- Directive -
Copy out each of the items below word for word, leaving out the pictures.
= = = = =
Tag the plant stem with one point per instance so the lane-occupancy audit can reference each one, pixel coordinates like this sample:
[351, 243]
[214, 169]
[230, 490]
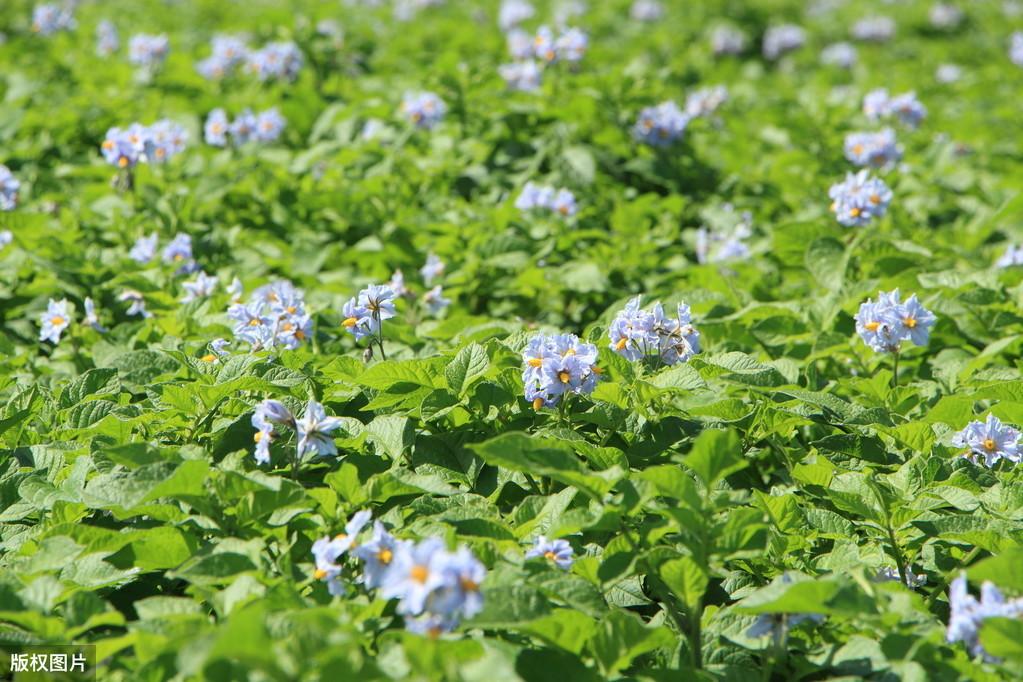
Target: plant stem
= = = = =
- Full solution -
Tag the plant stem with one point per instance so the lane-occupancy audit can reference each one, pixel coordinates like this sample:
[351, 243]
[214, 169]
[230, 490]
Target: plant stem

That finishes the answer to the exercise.